[start Data listing]

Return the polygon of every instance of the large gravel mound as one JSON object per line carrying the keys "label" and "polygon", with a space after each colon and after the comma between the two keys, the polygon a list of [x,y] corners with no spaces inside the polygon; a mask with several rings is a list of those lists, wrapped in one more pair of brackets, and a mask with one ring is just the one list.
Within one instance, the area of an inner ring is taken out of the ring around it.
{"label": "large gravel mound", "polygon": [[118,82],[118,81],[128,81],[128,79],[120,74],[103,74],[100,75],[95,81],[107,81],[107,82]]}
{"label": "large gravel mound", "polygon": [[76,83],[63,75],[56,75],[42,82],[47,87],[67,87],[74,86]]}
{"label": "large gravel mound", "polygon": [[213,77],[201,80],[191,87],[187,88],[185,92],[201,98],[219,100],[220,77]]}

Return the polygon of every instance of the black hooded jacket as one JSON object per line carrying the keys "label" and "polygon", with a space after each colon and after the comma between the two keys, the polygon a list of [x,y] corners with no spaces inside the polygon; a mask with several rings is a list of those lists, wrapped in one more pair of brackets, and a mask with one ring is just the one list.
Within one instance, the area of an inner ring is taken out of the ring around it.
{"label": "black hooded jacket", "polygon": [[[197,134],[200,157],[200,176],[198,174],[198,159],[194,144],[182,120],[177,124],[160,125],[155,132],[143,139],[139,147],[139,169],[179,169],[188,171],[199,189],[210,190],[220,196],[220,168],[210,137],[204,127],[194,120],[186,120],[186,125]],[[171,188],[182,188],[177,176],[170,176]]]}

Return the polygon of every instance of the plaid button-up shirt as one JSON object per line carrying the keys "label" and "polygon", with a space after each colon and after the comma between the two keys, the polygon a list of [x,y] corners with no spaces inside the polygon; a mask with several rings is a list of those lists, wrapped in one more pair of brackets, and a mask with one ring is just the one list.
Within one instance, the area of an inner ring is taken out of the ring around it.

[end Data listing]

*Exercise details*. Rewrite the rows above with every "inner ring" changed to "interior ring" and nothing else altered.

*Solved exercise*.
Return the polygon of every instance of the large gravel mound as one JSON object per line carrying the keys "label" and "polygon", with a space after each colon and after the comma between the two keys, the polygon a list of [x,y] corners with no spaces inside the polygon; a mask with several rings is a list of those lists, wrapped in one more pair of brackets, and a mask with one ring is just the one list.
Within one instance, the area of an interior ring is taken out of the ring around it.
{"label": "large gravel mound", "polygon": [[118,82],[118,81],[128,81],[128,79],[120,74],[103,74],[100,75],[95,81],[107,81],[107,82]]}
{"label": "large gravel mound", "polygon": [[76,83],[63,75],[56,75],[42,82],[47,87],[67,87],[74,86]]}
{"label": "large gravel mound", "polygon": [[213,77],[201,80],[191,87],[187,88],[185,92],[201,98],[219,100],[220,77]]}

Return the polygon of every instance of the black hooded jacket as one JSON object per line carrying the keys "label" and "polygon", with a space after each colon and after the comma between the two keys, the polygon a list of [x,y] corners with no spaces inside the polygon; a mask with several rings is a list of those lists, wrapped in one more pair of brackets, and a mask with one ring is just the one list.
Within one instance, the area of an interior ring is taken out of the ring around it.
{"label": "black hooded jacket", "polygon": [[[197,134],[200,157],[200,176],[198,174],[198,159],[194,144],[182,120],[177,124],[160,125],[155,132],[143,139],[139,147],[139,169],[179,169],[188,171],[199,189],[210,190],[220,196],[220,168],[210,137],[204,127],[194,120],[186,120],[186,125]],[[171,188],[182,188],[177,176],[170,176]]]}

Return the polygon of every instance of the plaid button-up shirt as one JSON object per line carrying the keys "label" and "polygon", with a space after each colon and after the comma between the two keys, the polygon a list of [x,y] corners with no spaces inside the polygon; a mask with several rings is a list of those lists, wrapped in one more pair of brackets, and a mask with one ring is just the one list.
Within one instance, the area of an interior ring is taken out of the ring around it.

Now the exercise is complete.